## Recorded information
--- START ---

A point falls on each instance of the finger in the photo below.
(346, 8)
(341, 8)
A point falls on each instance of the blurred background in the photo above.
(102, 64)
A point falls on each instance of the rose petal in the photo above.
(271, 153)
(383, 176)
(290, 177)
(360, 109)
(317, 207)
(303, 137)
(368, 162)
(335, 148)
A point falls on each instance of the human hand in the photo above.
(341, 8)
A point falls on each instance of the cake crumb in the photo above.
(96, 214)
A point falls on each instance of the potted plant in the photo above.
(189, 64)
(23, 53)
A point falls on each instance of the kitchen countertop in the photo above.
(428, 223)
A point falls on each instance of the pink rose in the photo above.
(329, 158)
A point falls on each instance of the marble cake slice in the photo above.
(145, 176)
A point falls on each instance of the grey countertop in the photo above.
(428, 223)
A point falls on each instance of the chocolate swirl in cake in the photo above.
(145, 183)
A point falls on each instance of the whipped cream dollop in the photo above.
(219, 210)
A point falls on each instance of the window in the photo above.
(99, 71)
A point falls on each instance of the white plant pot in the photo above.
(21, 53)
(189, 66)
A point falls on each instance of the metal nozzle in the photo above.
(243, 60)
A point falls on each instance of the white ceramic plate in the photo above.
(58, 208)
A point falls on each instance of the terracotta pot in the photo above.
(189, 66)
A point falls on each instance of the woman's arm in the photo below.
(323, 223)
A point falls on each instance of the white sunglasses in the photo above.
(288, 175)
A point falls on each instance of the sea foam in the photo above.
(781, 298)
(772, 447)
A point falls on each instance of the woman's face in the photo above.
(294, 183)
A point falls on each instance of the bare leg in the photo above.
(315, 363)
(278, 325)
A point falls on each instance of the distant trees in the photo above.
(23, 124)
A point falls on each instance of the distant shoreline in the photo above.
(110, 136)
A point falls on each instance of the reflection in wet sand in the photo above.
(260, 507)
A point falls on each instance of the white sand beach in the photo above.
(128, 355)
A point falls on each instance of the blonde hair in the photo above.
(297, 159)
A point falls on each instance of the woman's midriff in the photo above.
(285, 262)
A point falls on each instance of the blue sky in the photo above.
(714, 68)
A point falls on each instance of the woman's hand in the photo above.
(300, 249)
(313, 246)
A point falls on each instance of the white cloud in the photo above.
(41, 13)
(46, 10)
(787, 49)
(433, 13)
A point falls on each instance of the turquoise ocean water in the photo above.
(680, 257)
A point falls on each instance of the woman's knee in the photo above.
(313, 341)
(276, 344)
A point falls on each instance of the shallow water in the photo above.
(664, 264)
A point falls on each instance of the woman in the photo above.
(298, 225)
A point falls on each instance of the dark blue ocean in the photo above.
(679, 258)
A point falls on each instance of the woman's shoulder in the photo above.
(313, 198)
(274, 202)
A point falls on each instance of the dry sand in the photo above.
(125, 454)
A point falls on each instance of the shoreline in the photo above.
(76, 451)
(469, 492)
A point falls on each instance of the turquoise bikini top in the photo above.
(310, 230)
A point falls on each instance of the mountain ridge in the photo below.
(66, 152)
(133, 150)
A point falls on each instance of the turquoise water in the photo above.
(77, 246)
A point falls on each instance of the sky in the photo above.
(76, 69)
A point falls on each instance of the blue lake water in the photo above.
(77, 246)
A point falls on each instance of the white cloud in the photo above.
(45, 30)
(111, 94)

--- END ---

## Task to carry out
Everything above must be retyped. Keep each record exactly the same.

## Response to this exercise
A point falls on each instance of the finger in the photo below.
(346, 8)
(341, 8)
A point falls on each instance of the blurred background in the photo above.
(102, 64)
A point falls on each instance of the rose petal in the photo above.
(271, 153)
(383, 176)
(290, 177)
(360, 109)
(317, 207)
(303, 137)
(368, 162)
(335, 148)
A point falls on each instance of the human hand in the photo above.
(341, 8)
A point falls on each instance of the cake crumb in the photo above.
(96, 214)
A point falls on each instance of the potted plant in the photo above.
(189, 64)
(23, 53)
A point falls on each instance of the kitchen countertop in the photo above.
(428, 223)
A point falls on each instance of the pink rose in the photo above.
(329, 158)
A point falls on each instance of the marble cake slice in the photo above.
(145, 176)
A point falls on each instance of the grey countertop in the photo above.
(428, 223)
A point falls on each instance of the chocolate swirl in cake in the photo above.
(145, 183)
A point falls on each instance of the whipped cream dollop in the photo above.
(219, 210)
A point falls on each instance of the window in the photo above.
(99, 71)
A point falls on each instance of the white plant pot in the photo above.
(21, 53)
(189, 66)
A point falls on each instance of the metal nozzle in the photo above.
(243, 60)
A point falls on each instance of the white ceramic plate in the photo above.
(58, 208)
A point falls on each instance of the terracotta pot in the photo above.
(189, 66)
A point falls on each instance of the woman's arm in the photo below.
(323, 223)
A point falls on each instance of the white sunglasses in the photo above.
(288, 175)
A point falls on each instance of the sea foam in the photo above.
(781, 298)
(772, 447)
A point falls on each instance of the woman's face in the photo above.
(294, 183)
A point falls on each instance of the bare leg in the photo above.
(315, 363)
(278, 325)
A point falls on each instance of the distant trees in the photo above.
(23, 124)
A point falls on each instance of the distant shoreline in the photo above.
(110, 136)
A point falls on each instance of the reflection in wet sand in the photo above.
(260, 507)
A point falls on each instance of the white sand beach in the photo above.
(128, 355)
A point falls on each instance of the blonde hair in the photo above.
(297, 159)
A point falls on each instance of the woman's midriff in the photo above.
(285, 262)
A point falls on each instance of the blue sky in the photo above.
(714, 68)
A point falls on each instance of the woman's hand in the photo above.
(300, 249)
(313, 246)
A point falls on each instance of the white cloud in the photo above.
(41, 13)
(46, 10)
(787, 49)
(433, 13)
A point falls on each instance of the turquoise ocean water in the photo above.
(680, 257)
A point falls on each instance of the woman's knee in the photo above.
(313, 341)
(276, 344)
A point falls on each instance of the shallow water in the photo above.
(664, 264)
A point falls on each instance of the woman in the photo above.
(298, 225)
A point falls on each instance of the dark blue ocean in the photo above.
(679, 258)
A point falls on each instance of the woman's shoulder in the photo above.
(313, 198)
(274, 202)
A point falls on each instance of the dry sand in the photo above.
(125, 454)
A point falls on each instance of the shoreline in the photo above.
(76, 451)
(469, 492)
A point falls on each instance of the turquoise bikini top in the photo above.
(310, 230)
A point falls on each instance of the mountain ridge in the photo below.
(66, 152)
(133, 150)
A point falls on each instance of the turquoise water in the photo above.
(77, 246)
A point falls on each instance of the sky in the photo above.
(76, 69)
A point falls on each instance of the blue lake water in the photo above.
(77, 246)
A point falls on each instance of the white cloud in the photo above.
(45, 30)
(111, 94)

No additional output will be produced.